Passage to read:

Members in the Media
From: Los Angeles Times

J.K. Rowling’s characters turn up in medical literature, too

Los Angeles Times:

For more than a decade, the phenomenally popular Harry Potter series has provided grist for medical studies on topics including genetics, social cognition and autism.

PubMed, an online database of medical studies, lists 30 studies that invoke the young wizard. There’s “Harry Potter and the Recessive Allele,” “Harry Potter and the Structural Biologist’s (Key)stone,” and even “Harry Potter Casts a Spell on Accident-Prone Children.”

That last study found that children’s emergency department visits decreased significantly when new Harry Potter books went on sale.

Conversely, a 2003 study in the New England Journal of Medicine reported that the lengthy books actually caused an ailment dubbed “Hogwarts headache” among young people who spent too much time reading them.

A few research topics are grounded entirely within J.K. Rowling’s fictional world. The New England Center for Headache in Stamford, Conn., published a study in 2007 examining the causes of Harry’s headaches in Headache: The Journal of Head and Face Pain. The study diagnosed Harry Potter’s headaches as migraines — though the researchers couldn’t explain why the appearance of Harry’s archnemesis Voldemort would trigger them.

What needs to be done: Write out the Harry Potter article word for word, from "Members in the" up to and including "went on sale.". Nothing in the rows is needed here.

Data supplied:
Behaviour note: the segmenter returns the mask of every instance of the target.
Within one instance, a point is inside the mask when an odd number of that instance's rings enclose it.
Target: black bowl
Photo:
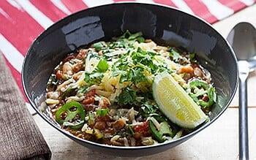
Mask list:
[[[83,45],[109,40],[126,30],[142,31],[158,43],[182,47],[197,53],[210,71],[217,91],[211,121],[190,134],[152,146],[117,147],[78,138],[61,129],[48,112],[41,112],[46,84],[54,67],[67,53]],[[42,118],[60,132],[87,148],[108,154],[139,156],[162,152],[189,140],[208,126],[227,109],[238,84],[237,61],[227,41],[201,19],[174,8],[139,3],[113,4],[71,15],[45,31],[25,58],[22,78],[30,103]],[[219,133],[221,134],[221,133]],[[60,145],[61,142],[59,142]]]

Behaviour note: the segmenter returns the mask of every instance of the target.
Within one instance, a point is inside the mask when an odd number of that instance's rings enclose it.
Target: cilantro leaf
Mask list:
[[[95,48],[96,51],[99,51],[104,47],[104,44],[102,42],[99,42],[94,43],[93,45],[93,47]]]
[[[119,104],[134,104],[136,102],[136,92],[129,88],[122,90],[118,97],[118,103]]]
[[[105,59],[100,59],[97,68],[99,72],[105,72],[108,69],[108,64]]]
[[[97,110],[96,113],[97,115],[100,116],[100,117],[104,117],[105,115],[106,115],[109,112],[109,109],[108,108],[100,108]]]
[[[179,53],[173,49],[170,49],[170,56],[172,57],[174,61],[178,61],[180,58]]]
[[[131,34],[129,35],[129,37],[128,37],[128,39],[129,40],[132,40],[132,39],[135,39],[137,37],[141,37],[141,36],[142,36],[142,33],[140,31],[138,32],[138,33],[135,33],[135,34]]]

Response to this exercise:
Members in the Media
From: Los Angeles Times

J.K. Rowling’s characters turn up in medical literature, too

Los Angeles Times:

For more than a decade, the phenomenally popular Harry Potter series has provided grist for medical studies on topics including genetics, social cognition and autism.

PubMed, an online database of medical studies, lists 30 studies that invoke the young wizard. There’s “Harry Potter and the Recessive Allele,” “Harry Potter and the Structural Biologist’s (Key)stone,” and even “Harry Potter Casts a Spell on Accident-Prone Children.”

That last study found that children’s emergency department visits decreased significantly when new Harry Potter books went on sale.